Given task: Reproduce the passage on thermokarst lake changes below word for word, in full.

━━━━━ Provided passage

Identifying the changes in thermokarst lake dynamics has a significant contribution to landscape‐scale hydrology, ecology, and assessment of carbon budgets in permafrost regions. Changes in the number and areal extent of thermokarst lakes and ponds were quantified in a representative permafrost area (150 km2) in the south‐central Headwater Area of the Yellow River (HAYR). Water‐body inventories were generated from Landsat satellite imageries using the supervised Maximum Likelihood Classification method for three periods: 1986, 2000, and 2015. From 1986 to 2015, the number of water bodies larger than 0.36 ha decreased by 40% (461–277), while the total surface area decreased by 25% (542–406 ha). The ponds category (smaller than 1 ha) recorded the most substantial change, as their number decreased by 44% and their water‐surface area by 41%. Many lakes disintegrated, partially drained, and formed several remnant ponds, while the majority of the ponds did not drain completely, but shrank below 0.36 ha. These shrinking patterns are consistent with the warming climate in the HAYR, which suggests intense permafrost degradation. Future research will be focused on a better understanding of water–heat dynamics of thermokarst lakes and ponds in association with permafrost degradation at a landscape scale.

━━━━━━━━━━
━━━━━ Collected data

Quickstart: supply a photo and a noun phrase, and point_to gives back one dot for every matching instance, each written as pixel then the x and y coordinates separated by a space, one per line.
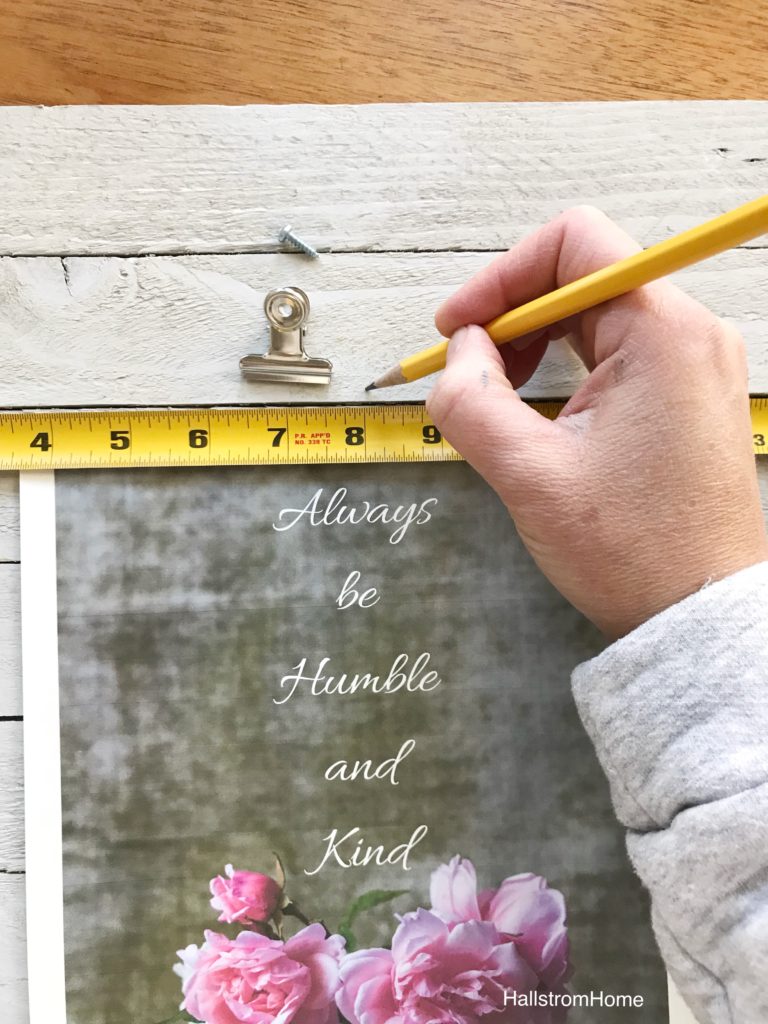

━━━━━━━━━━

The answer:
Identifying the changes in thermokarst lake dynamics has a significant contribution to landscape‐scale hydrology, ecology, and assessment of carbon budgets in permafrost regions. Changes in the number and areal extent of thermokarst lakes and ponds were quantified in a representative permafrost area (150 km2) in the south‐central Headwater Area of the Yellow River (HAYR). Water‐body inventories were generated from Landsat satellite imageries using the supervised Maximum Likelihood Classification method for three periods: 1986, 2000, and 2015. From 1986 to 2015, the number of water bodies larger than 0.36 ha decreased by 40% (461–277), while the total surface area decreased by 25% (542–406 ha). The ponds category (smaller than 1 ha) recorded the most substantial change, as their number decreased by 44% and their water‐surface area by 41%. Many lakes disintegrated, partially drained, and formed several remnant ponds, while the majority of the ponds did not drain completely, but shrank below 0.36 ha. These shrinking patterns are consistent with the warming climate in the HAYR, which suggests intense permafrost degradation. Future research will be focused on a better understanding of water–heat dynamics of thermokarst lakes and ponds in association with permafrost degradation at a landscape scale.